§ **Document extract**
══════

Angel On My Shoulder (1946)
Reviewed on 2011 February 9
Old B&W gangster movie about a not-completely-bad bad guy, who thinks he makes a shrewd deal and ends up just making a mess for himself.
Eddie Kagel (Paul Muni) is a criminal who gets shot by Smiley, someone he thought of as an ally. The poor slob thinks he’s getting sprung from the state pen and winds up in a place that makes jail look like a high-roller suite in Caesar’s Palace: Hell. It takes a while for Eddie to figure out where he is; but when the light bulb goes off, you briefly see real fear on his face, probably for the first time in his pathetic life. That doesn’t stop him from focusing on getting revenge, and he makes a bargain with the devil (Claude Rains, eschewing the horns and claws and fangs for a posh accent and a spiffy black suit). If he’s freed from Hell long enough to whack Smiley, he’ll quietly drag his sorry self back to Hell once he has his revenge. Always up for more souls, the devil agrees and ups the ante by sending Eddie’s soul into the stubbornly pure Judge Fred Parker (Muni again), a long time target of Old Nick and the brass ring of souls. Neither of them expect Eddie to fall in love with Parker’s fiancee (Anne Baxter).

══════

§ **Material supplied**

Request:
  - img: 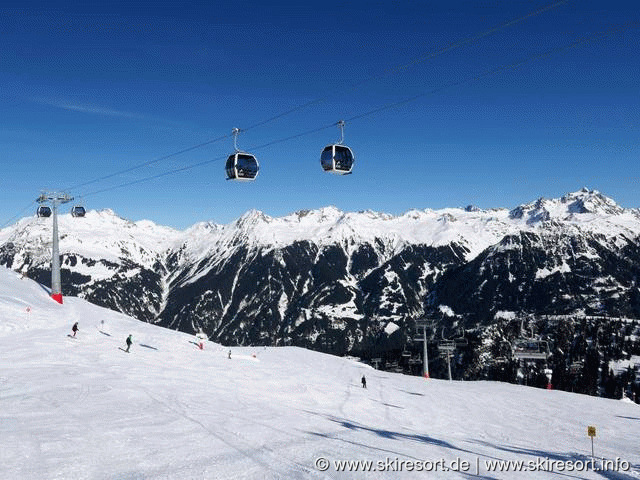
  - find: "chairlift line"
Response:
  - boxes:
[66,23,635,201]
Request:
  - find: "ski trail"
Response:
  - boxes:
[142,388,329,479]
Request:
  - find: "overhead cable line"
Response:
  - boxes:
[76,22,640,197]
[0,200,36,229]
[60,0,570,195]
[64,135,229,191]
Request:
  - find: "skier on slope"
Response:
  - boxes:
[196,329,207,350]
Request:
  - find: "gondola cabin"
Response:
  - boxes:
[320,144,354,175]
[37,205,51,218]
[71,205,87,217]
[225,152,260,181]
[513,339,551,360]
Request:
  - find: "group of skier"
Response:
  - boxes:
[71,320,367,388]
[71,320,133,353]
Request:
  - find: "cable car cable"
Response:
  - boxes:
[0,200,36,229]
[72,22,640,197]
[58,0,569,195]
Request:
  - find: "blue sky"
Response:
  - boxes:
[0,0,640,228]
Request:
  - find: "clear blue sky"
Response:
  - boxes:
[0,0,640,228]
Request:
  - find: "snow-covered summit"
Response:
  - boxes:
[0,268,640,480]
[0,188,640,264]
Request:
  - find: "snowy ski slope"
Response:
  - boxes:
[0,269,640,479]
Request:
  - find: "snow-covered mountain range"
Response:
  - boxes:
[0,189,640,353]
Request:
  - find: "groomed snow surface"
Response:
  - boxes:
[0,269,640,479]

══════

§ **Assigned task 1**
In the movie review, which actor plays the devil?
§ **Assigned task 2**
Write the next paragraph of the movie review, picking up after its last sentence.

§ **Task answer 1**
Claude Rains

§ **Task answer 2**
It’s an unusual plot, and despite the movie’s age the special effects are good. My favorite line was when the devil said he would be behind Eddie, whispering in his ear. It’s ironic because he’d been doing that all of Eddie’s life. I enjoyed Muni’s characterization of Eddie: he’s not a bright bulb but when he growls he “ain’t never been scared of nothin’ in all my life” he means it. This relied on the story and acting more than CGI or anything like that, and it shows. The insights into human nature are as funny now as they were in 1946, and while some of the bits towards the end were a bit heavy-handed, it’s a minor quibble.
Three chocolate morsels. It’s not even “dated” so much as “vintage”.